** start Input data **
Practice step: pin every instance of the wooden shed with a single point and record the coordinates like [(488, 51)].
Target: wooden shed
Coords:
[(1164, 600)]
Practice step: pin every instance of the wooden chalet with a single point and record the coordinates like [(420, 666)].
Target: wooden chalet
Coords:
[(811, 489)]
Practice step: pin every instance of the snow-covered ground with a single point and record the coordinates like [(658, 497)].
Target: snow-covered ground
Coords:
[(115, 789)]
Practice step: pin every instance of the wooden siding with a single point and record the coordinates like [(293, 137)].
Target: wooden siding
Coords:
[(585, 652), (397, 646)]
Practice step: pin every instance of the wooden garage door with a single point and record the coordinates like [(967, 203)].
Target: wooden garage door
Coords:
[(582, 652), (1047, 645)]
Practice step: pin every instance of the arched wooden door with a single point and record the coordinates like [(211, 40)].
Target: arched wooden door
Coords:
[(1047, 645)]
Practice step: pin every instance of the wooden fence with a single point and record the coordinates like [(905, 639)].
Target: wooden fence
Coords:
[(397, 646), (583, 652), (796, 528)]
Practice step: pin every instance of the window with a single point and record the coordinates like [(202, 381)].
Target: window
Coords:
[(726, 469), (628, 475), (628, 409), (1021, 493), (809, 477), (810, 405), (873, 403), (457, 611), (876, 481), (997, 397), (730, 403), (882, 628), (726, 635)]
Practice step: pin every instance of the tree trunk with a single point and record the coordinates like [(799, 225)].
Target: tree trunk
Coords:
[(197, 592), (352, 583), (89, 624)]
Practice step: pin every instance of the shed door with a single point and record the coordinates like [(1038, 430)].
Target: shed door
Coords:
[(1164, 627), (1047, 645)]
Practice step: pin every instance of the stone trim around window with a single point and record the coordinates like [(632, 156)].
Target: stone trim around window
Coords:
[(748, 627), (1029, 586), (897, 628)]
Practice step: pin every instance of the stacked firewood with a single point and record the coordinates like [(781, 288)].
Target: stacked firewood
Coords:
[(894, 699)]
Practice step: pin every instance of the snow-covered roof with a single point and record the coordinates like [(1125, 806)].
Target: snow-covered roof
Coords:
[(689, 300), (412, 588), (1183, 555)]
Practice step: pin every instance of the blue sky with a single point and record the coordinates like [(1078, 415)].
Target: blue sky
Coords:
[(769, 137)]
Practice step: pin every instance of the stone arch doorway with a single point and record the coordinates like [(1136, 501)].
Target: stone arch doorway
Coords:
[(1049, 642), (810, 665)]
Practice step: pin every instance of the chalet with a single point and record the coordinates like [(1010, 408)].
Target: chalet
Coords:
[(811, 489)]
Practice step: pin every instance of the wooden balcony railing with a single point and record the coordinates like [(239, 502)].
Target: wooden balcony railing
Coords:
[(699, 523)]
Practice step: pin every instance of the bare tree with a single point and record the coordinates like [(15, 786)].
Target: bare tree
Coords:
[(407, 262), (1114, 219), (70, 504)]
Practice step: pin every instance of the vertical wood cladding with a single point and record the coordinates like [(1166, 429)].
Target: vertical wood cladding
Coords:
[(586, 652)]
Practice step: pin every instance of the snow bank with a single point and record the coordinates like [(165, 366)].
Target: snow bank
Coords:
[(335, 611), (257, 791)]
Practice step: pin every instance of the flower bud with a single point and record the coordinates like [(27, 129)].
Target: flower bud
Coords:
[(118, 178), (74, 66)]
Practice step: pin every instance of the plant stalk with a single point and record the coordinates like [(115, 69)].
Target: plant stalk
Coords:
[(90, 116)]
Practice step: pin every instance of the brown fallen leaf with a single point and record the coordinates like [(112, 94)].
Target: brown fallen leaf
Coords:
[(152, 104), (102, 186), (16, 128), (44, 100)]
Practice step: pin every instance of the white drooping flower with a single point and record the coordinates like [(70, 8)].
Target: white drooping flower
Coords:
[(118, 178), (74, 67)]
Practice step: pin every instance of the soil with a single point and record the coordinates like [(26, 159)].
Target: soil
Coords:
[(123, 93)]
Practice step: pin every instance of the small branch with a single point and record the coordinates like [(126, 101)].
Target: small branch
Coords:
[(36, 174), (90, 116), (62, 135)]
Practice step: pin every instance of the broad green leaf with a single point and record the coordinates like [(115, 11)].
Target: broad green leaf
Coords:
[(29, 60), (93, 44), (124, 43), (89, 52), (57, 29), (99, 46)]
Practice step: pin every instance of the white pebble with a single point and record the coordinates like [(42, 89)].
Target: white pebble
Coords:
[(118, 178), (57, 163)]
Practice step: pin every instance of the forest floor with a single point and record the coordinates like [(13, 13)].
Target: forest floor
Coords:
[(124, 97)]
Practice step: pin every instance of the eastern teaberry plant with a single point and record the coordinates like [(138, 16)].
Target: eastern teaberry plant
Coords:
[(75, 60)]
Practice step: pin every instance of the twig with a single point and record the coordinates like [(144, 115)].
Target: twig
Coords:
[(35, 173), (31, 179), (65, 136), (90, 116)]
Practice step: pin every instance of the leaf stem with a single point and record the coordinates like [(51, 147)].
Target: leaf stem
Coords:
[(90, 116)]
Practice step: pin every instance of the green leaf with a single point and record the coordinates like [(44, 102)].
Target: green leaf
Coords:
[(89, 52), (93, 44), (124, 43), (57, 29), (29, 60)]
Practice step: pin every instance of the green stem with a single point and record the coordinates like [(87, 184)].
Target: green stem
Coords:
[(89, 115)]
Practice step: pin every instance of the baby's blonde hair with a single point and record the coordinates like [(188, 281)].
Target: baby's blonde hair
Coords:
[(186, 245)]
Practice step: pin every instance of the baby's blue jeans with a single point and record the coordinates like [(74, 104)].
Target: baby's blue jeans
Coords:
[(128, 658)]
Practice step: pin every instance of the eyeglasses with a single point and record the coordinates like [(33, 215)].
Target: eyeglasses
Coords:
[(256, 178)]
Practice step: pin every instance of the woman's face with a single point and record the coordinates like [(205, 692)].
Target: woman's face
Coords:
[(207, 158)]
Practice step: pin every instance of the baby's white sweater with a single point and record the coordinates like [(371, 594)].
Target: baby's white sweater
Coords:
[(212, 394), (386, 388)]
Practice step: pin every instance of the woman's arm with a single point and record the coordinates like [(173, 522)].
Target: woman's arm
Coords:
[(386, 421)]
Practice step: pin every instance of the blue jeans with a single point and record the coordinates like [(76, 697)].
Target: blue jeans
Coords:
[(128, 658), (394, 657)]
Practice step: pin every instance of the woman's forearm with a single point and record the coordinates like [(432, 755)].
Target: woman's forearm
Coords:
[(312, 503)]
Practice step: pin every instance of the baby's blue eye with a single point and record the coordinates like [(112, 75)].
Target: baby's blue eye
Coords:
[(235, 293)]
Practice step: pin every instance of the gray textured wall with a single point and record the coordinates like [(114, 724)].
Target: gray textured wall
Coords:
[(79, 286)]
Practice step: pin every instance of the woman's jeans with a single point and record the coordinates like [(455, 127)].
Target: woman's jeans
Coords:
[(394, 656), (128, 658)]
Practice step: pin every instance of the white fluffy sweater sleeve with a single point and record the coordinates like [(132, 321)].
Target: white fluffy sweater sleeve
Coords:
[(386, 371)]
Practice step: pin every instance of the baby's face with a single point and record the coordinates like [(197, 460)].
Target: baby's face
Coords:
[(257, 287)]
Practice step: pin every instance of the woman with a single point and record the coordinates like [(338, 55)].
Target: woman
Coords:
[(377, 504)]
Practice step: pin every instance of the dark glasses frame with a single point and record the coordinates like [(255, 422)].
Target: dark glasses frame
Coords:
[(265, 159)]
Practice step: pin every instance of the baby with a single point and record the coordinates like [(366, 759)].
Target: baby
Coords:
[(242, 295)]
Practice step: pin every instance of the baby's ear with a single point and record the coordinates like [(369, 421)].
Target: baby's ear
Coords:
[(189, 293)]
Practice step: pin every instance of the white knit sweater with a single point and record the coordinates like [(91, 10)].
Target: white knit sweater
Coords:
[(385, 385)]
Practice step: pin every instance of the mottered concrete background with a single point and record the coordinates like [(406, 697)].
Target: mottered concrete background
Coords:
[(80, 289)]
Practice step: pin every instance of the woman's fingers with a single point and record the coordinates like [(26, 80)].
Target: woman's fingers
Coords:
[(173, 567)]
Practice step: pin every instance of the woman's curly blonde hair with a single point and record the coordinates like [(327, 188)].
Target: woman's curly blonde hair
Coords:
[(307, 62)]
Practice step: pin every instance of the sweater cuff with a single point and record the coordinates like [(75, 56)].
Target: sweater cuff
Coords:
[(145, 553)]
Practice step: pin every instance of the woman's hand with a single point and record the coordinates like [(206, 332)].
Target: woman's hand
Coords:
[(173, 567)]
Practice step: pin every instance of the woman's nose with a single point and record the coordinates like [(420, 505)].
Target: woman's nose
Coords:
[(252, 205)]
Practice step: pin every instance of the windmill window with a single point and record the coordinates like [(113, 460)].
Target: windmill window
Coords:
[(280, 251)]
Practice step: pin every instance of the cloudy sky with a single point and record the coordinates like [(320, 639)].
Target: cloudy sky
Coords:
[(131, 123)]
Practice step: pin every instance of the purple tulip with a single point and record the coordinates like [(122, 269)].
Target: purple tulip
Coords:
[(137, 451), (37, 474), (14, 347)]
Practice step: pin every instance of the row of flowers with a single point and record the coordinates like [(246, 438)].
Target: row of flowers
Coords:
** end Input data **
• Exercise task: Could you give the rows again from the start through the line containing "[(582, 652), (1047, 645)]", inclusive, with every answer coordinate scaled by 1.7 and rounded to a whole number, halves up? Leave all other numbers unchanged, and return only those rows.

• Full solution:
Practice step: pin every instance of the wooden shed with a single point and record the coordinates like [(488, 51)].
Target: wooden shed
Coords:
[(1979, 1020)]
Practice step: pin every instance of the wooden chalet with a single point and record the coordinates like [(420, 666)].
Target: wooden chalet
Coords:
[(1379, 831)]
Practice step: pin every instance of the snow-covered ground with a single point and record the coordinates like [(658, 497)].
Target: snow-covered ground
Coords:
[(196, 1341)]
Practice step: pin every instance of the wooden siding with a single point and record the coordinates like [(293, 137)].
Target: wooden siding
Coords:
[(995, 1108), (675, 1098)]
Practice step: pin every instance of the wooden garage door with a single point and record the coordinates like [(967, 203)].
Target: wooden garage door
Coords:
[(989, 1108), (1780, 1097)]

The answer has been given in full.